Task description:
Repeat each entry below exactly.

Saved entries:
================

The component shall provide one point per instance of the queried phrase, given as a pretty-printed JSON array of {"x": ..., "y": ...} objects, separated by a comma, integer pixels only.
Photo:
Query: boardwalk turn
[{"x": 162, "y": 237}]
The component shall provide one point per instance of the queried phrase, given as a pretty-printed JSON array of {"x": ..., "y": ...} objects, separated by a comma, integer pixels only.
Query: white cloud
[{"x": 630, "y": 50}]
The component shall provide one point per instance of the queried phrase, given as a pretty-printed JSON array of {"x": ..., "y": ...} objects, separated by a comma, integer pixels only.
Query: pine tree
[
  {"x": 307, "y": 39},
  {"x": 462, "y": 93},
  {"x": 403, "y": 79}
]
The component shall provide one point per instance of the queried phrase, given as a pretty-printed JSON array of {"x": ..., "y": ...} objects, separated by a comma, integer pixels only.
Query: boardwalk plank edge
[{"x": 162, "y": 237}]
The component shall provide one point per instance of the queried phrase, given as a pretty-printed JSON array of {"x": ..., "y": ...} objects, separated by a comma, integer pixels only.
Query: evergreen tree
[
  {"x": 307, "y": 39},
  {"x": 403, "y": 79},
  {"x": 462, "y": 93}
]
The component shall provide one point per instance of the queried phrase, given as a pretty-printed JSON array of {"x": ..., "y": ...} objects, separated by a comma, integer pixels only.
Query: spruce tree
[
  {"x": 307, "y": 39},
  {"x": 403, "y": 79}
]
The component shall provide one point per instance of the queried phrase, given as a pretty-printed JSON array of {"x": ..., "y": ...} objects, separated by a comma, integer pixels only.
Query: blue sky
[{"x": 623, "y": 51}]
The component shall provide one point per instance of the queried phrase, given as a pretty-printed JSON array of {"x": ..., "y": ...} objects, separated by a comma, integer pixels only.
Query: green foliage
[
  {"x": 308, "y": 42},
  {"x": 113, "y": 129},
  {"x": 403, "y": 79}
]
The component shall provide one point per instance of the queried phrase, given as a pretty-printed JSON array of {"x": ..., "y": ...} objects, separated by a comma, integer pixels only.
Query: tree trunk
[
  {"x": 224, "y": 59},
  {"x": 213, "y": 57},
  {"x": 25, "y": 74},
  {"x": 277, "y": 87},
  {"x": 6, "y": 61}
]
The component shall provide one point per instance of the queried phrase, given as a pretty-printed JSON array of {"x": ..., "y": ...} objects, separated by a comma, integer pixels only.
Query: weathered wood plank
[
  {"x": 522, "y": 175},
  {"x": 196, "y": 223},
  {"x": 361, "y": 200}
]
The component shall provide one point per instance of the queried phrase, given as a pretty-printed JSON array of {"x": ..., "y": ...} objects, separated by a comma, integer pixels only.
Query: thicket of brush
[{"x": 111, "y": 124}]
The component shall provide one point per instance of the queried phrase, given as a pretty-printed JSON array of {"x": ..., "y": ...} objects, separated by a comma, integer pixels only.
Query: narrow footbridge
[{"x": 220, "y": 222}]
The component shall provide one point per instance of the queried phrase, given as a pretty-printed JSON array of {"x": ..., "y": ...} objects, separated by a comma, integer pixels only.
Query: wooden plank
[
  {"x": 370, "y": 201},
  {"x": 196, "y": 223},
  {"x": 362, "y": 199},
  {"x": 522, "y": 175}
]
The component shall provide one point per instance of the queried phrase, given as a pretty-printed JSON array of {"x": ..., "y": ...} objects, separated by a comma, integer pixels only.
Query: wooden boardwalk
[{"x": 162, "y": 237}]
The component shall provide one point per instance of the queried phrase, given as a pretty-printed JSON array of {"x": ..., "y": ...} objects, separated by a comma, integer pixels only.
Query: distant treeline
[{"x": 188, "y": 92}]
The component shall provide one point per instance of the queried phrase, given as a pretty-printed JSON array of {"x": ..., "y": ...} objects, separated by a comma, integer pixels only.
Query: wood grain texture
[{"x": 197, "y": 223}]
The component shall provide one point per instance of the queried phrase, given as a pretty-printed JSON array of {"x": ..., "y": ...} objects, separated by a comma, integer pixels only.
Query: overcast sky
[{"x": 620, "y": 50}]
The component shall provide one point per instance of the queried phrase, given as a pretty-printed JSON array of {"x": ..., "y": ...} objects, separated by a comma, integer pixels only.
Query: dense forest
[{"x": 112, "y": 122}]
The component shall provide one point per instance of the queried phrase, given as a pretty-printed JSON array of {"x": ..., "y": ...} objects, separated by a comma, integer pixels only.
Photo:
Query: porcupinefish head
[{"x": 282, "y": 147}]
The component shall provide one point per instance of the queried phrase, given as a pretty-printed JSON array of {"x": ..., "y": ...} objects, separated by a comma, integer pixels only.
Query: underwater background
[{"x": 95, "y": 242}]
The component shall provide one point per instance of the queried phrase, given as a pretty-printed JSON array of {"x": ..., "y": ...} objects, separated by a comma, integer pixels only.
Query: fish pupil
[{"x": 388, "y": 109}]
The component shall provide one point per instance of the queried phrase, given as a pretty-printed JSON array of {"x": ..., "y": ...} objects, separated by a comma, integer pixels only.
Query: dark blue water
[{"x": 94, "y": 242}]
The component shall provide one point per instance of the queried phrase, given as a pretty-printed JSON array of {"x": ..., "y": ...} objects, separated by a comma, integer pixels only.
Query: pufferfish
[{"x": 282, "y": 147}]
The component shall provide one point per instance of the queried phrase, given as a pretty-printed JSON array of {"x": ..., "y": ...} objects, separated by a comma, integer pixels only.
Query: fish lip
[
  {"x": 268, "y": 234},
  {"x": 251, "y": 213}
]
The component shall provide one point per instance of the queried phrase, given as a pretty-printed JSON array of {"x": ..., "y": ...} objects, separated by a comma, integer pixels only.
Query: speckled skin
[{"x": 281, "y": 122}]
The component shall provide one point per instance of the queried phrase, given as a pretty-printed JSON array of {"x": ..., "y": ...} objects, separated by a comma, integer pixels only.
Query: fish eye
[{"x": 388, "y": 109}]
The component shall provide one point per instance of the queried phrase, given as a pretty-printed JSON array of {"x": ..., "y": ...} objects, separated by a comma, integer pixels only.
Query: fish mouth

================

Reply:
The component shall provide one point per instance of the queried phrase, given as a pretty-printed JSON array of {"x": ..., "y": ...} objects, separated by a comma, integer pixels only.
Photo:
Query: boardwalk turn
[{"x": 162, "y": 237}]
The component shall provide one point per instance of the queried phrase, given as a pretty-printed JSON array of {"x": ..., "y": ...} objects, separated by a comma, integer pixels only.
Query: white cloud
[{"x": 630, "y": 50}]
The component shall provide one point per instance of the queried phrase, given as a pretty-printed JSON array of {"x": ..., "y": ...} objects, separated by a comma, integer pixels only.
Query: pine tree
[
  {"x": 307, "y": 39},
  {"x": 462, "y": 93},
  {"x": 403, "y": 79}
]
The component shall provide one point per instance of the queried phrase, given as a pretty-printed JSON array of {"x": ..., "y": ...} objects, separated by a comma, integer pixels only.
Query: boardwalk plank edge
[{"x": 162, "y": 237}]
The component shall provide one point per instance of the queried phrase, given as a pretty-printed JSON array of {"x": ..., "y": ...} objects, separated by a comma, integer pixels only.
Query: evergreen tree
[
  {"x": 307, "y": 39},
  {"x": 403, "y": 79},
  {"x": 462, "y": 93}
]
The component shall provide one point per instance of the queried phrase, given as a pretty-printed JSON array of {"x": ..., "y": ...} objects, separated by a comma, integer pixels only.
Query: spruce tree
[
  {"x": 307, "y": 39},
  {"x": 403, "y": 79}
]
The component shall provide one point per instance of the queried phrase, given as a pretty-printed JSON array of {"x": ..., "y": ...} objects, separated by a comma, integer pixels only.
Query: blue sky
[{"x": 623, "y": 51}]
The component shall provide one point per instance of the queried phrase, given as a pretty-printed JSON array of {"x": ..., "y": ...} objects, separated by a comma, integer pixels only.
Query: green foliage
[
  {"x": 308, "y": 42},
  {"x": 113, "y": 129},
  {"x": 403, "y": 79}
]
The component shall provide one point per instance of the queried phrase, given as a pretty-printed JSON array of {"x": ..., "y": ...} objects, separated by a comma, integer pixels only.
Query: tree trunk
[
  {"x": 224, "y": 59},
  {"x": 213, "y": 57},
  {"x": 25, "y": 74},
  {"x": 277, "y": 87},
  {"x": 6, "y": 61}
]
The component shall provide one point per instance of the queried phrase, given as a pretty-printed JSON array of {"x": ..., "y": ...} objects, separated by a comma, integer pixels only.
Query: weathered wood plank
[
  {"x": 522, "y": 175},
  {"x": 196, "y": 223},
  {"x": 361, "y": 200}
]
The component shall provide one point per instance of the queried phrase, given as a pretty-printed JSON array of {"x": ..., "y": ...} objects, separated by a comma, integer pixels only.
Query: thicket of brush
[{"x": 111, "y": 124}]
The component shall provide one point per instance of the queried phrase, given as a pretty-printed JSON array of {"x": ..., "y": ...} objects, separated by a comma, integer pixels only.
Query: narrow footbridge
[{"x": 220, "y": 222}]
The component shall provide one point per instance of the queried phrase, given as a pretty-printed JSON array of {"x": ..., "y": ...} objects, separated by a comma, integer pixels only.
Query: wooden plank
[
  {"x": 370, "y": 201},
  {"x": 196, "y": 223},
  {"x": 362, "y": 199},
  {"x": 522, "y": 175}
]
The component shall provide one point per instance of the queried phrase, given as a pretty-printed JSON array of {"x": ..., "y": ...} objects, separated by a comma, integer pixels only.
Query: wooden boardwalk
[{"x": 162, "y": 237}]
The component shall provide one point per instance of the queried phrase, given as a pretty-printed JSON array of {"x": ..., "y": ...} objects, separated by a comma, integer pixels only.
Query: distant treeline
[{"x": 188, "y": 92}]
The component shall provide one point per instance of the queried phrase, given as a pretty-printed JSON array of {"x": ..., "y": ...} objects, separated by a comma, integer pixels only.
Query: wood grain texture
[{"x": 197, "y": 223}]
The component shall provide one point per instance of the queried phrase, given as a pretty-printed JSON array of {"x": ..., "y": ...} objects, separated by a comma, integer pixels only.
Query: overcast sky
[{"x": 620, "y": 50}]
The component shall provide one point per instance of the queried phrase, given as a pretty-printed JSON array of {"x": ..., "y": ...} objects, separated by a comma, integer pixels only.
Query: dense forest
[{"x": 112, "y": 122}]
The component shall provide one point per instance of the queried phrase, given as a pretty-printed JSON array of {"x": ..., "y": ...} objects, separated by a comma, integer pixels only.
Photo:
Query: porcupinefish head
[{"x": 282, "y": 147}]
The component shall provide one point per instance of the queried phrase, given as a pretty-printed JSON array of {"x": ..., "y": ...} objects, separated by a comma, integer pixels only.
Query: underwater background
[{"x": 95, "y": 242}]
The component shall provide one point per instance of the queried phrase, given as a pretty-printed JSON array of {"x": ..., "y": ...} objects, separated by a comma, integer pixels only.
Query: fish pupil
[{"x": 388, "y": 109}]
The component shall provide one point per instance of the queried phrase, given as a pretty-printed JSON array of {"x": ..., "y": ...} objects, separated by a comma, integer pixels only.
Query: dark blue water
[{"x": 94, "y": 242}]
The component shall provide one point per instance of the queried phrase, given as a pretty-printed JSON array of {"x": ..., "y": ...} objects, separated by a comma, integer pixels only.
Query: pufferfish
[{"x": 282, "y": 147}]
The component shall provide one point per instance of the queried phrase, given as a pretty-printed JSON array of {"x": ..., "y": ...} objects, separated by a comma, integer pixels only.
Query: fish lip
[
  {"x": 268, "y": 234},
  {"x": 251, "y": 213}
]
The component shall provide one point per instance of the queried phrase, given as a pretty-printed JSON array of {"x": ..., "y": ...} objects, separated by a comma, integer pixels only.
Query: speckled skin
[{"x": 281, "y": 122}]
The component shall provide one point per instance of the queried phrase, given as a pretty-printed JSON array of {"x": ..., "y": ...} objects, separated by a comma, integer pixels only.
Query: fish eye
[{"x": 388, "y": 109}]
The component shall provide one point per instance of the queried phrase, given as a pretty-printed JSON array of {"x": ..., "y": ...} objects, separated by a comma, integer pixels only.
Query: fish mouth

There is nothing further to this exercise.